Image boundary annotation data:
--

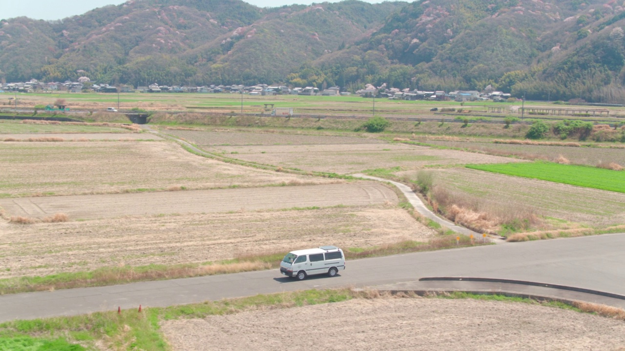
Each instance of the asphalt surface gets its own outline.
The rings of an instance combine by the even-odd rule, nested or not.
[[[97,311],[164,307],[309,289],[377,287],[391,290],[521,289],[531,295],[625,307],[623,300],[514,284],[419,282],[424,277],[481,277],[559,284],[625,295],[625,234],[553,239],[348,261],[339,275],[293,280],[278,270],[109,287],[0,296],[0,322]],[[546,290],[548,289],[548,290]]]

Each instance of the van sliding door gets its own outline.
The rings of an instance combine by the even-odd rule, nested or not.
[[[328,268],[323,262],[323,254],[309,255],[308,260],[311,263],[309,270],[307,272],[308,274],[321,274],[328,272]]]

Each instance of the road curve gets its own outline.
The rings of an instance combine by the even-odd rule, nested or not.
[[[278,270],[271,270],[6,295],[0,296],[0,322],[309,289],[405,285],[424,277],[528,280],[625,295],[622,247],[625,234],[608,234],[348,261],[339,276],[312,277],[301,282],[284,278]],[[429,287],[436,288],[431,284]],[[625,304],[616,305],[625,307]]]

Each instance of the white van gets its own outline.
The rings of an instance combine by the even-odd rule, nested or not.
[[[280,262],[280,272],[287,277],[295,277],[298,280],[314,274],[334,277],[344,269],[343,251],[336,246],[291,251]]]

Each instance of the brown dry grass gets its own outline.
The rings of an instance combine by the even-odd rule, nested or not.
[[[625,230],[625,225],[614,225],[604,229],[607,232],[618,232]],[[524,233],[516,233],[508,237],[506,241],[521,242],[532,240],[545,240],[558,237],[582,237],[596,234],[596,231],[591,228],[573,228],[570,229],[560,229],[554,230],[539,230]]]
[[[618,307],[598,305],[583,301],[576,301],[573,303],[573,306],[586,313],[596,314],[618,320],[625,320],[625,310]]]
[[[68,215],[62,213],[55,214],[52,215],[44,217],[41,219],[38,218],[31,218],[29,217],[22,217],[21,215],[13,215],[9,220],[9,223],[16,224],[32,224],[33,223],[59,223],[67,222],[69,220]]]
[[[489,201],[442,186],[434,186],[431,195],[428,200],[435,212],[480,233],[495,234],[504,225],[526,230],[543,224],[534,210],[521,204]]]
[[[561,164],[569,164],[571,163],[571,161],[569,161],[569,159],[567,159],[566,157],[562,156],[562,155],[558,155],[558,157],[556,157],[555,159],[554,159],[554,162]]]
[[[579,147],[582,144],[579,142],[559,142],[554,141],[536,141],[533,140],[502,140],[494,139],[492,141],[494,144],[512,144],[516,145],[542,145],[548,146],[570,146],[571,147]]]
[[[26,124],[61,124],[58,121],[44,121],[39,119],[24,119],[22,123]]]
[[[36,221],[37,219],[34,218],[22,217],[21,215],[12,215],[11,216],[11,219],[9,220],[9,223],[15,223],[17,224],[31,224]]]
[[[606,161],[601,161],[597,164],[597,168],[603,168],[604,169],[611,169],[612,171],[622,171],[624,168],[623,166],[616,162],[609,162]]]
[[[61,222],[67,222],[69,220],[69,217],[68,217],[68,215],[63,213],[58,213],[53,215],[44,217],[41,221],[46,223],[59,223]]]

--

Written problem ->
All of the data above should be transcribed verbatim, with pictures omitted.

Response to the task ->
Each instance of the asphalt surface gets its own outline.
The rings of an instance combine by the even-odd rule, nested or not.
[[[97,311],[164,307],[309,289],[377,287],[391,290],[521,289],[531,295],[625,307],[623,300],[514,284],[419,282],[424,277],[481,277],[559,284],[625,295],[625,234],[553,239],[348,261],[339,275],[293,280],[278,270],[109,287],[0,296],[0,322]],[[546,290],[548,289],[548,290]]]

Each instance of the van sliding door gets its own outline.
The rings of an instance combine by the even-odd rule, nested or not.
[[[328,268],[323,262],[323,254],[309,255],[308,260],[311,263],[309,270],[307,272],[308,274],[321,274],[328,272]]]

Each instance of the road curve gets its own outline.
The rings of an instance combine by the even-odd rule, nested or not.
[[[278,270],[271,270],[6,295],[0,296],[0,322],[309,289],[405,285],[424,277],[528,280],[625,295],[622,247],[625,234],[608,234],[348,261],[339,276],[312,277],[301,282],[284,278]],[[429,287],[436,288],[431,284]],[[625,304],[616,305],[625,307]]]

Each instance of the white van gets its own outline.
The rings of an instance combine by the even-odd rule, nested or not.
[[[280,262],[280,272],[287,277],[295,277],[298,280],[314,274],[334,277],[344,269],[343,251],[336,246],[291,251]]]

Each instance of the brown dry grass gets its own outline.
The rings of an instance combine by the even-odd rule, nested or not.
[[[625,230],[625,225],[614,225],[604,229],[607,232],[618,232]],[[524,233],[516,233],[508,237],[506,241],[521,242],[532,240],[545,240],[558,237],[582,237],[596,234],[596,231],[591,228],[573,228],[570,229],[560,229],[554,230],[539,230]]]
[[[618,307],[598,305],[583,301],[576,301],[573,303],[573,306],[586,313],[596,314],[618,320],[625,320],[625,310]]]
[[[68,215],[62,213],[55,214],[52,215],[44,217],[41,219],[38,218],[31,218],[29,217],[22,217],[21,215],[13,215],[9,220],[9,223],[16,224],[32,224],[33,223],[59,223],[67,222],[69,220]]]
[[[489,201],[442,186],[434,186],[431,195],[428,200],[435,212],[480,233],[495,234],[504,225],[526,230],[543,224],[534,210],[521,204]]]
[[[561,164],[569,164],[571,163],[571,161],[569,161],[569,159],[567,159],[566,157],[562,156],[562,155],[558,155],[558,157],[556,157],[555,159],[554,159],[554,162]]]
[[[579,147],[582,144],[579,142],[559,142],[554,141],[536,141],[533,140],[502,140],[494,139],[492,141],[494,144],[512,144],[516,145],[542,145],[548,146],[570,146],[571,147]]]
[[[26,124],[61,124],[58,121],[44,121],[39,119],[24,119],[22,123]]]
[[[36,221],[37,219],[34,218],[22,217],[21,215],[12,215],[11,216],[11,219],[9,220],[9,223],[15,223],[17,224],[31,224]]]
[[[606,161],[601,161],[597,164],[597,168],[603,168],[604,169],[611,169],[612,171],[622,171],[624,168],[623,166],[616,162],[609,162]]]
[[[61,222],[67,222],[69,220],[69,217],[68,217],[68,215],[63,213],[58,213],[53,215],[44,217],[41,221],[46,223],[59,223]]]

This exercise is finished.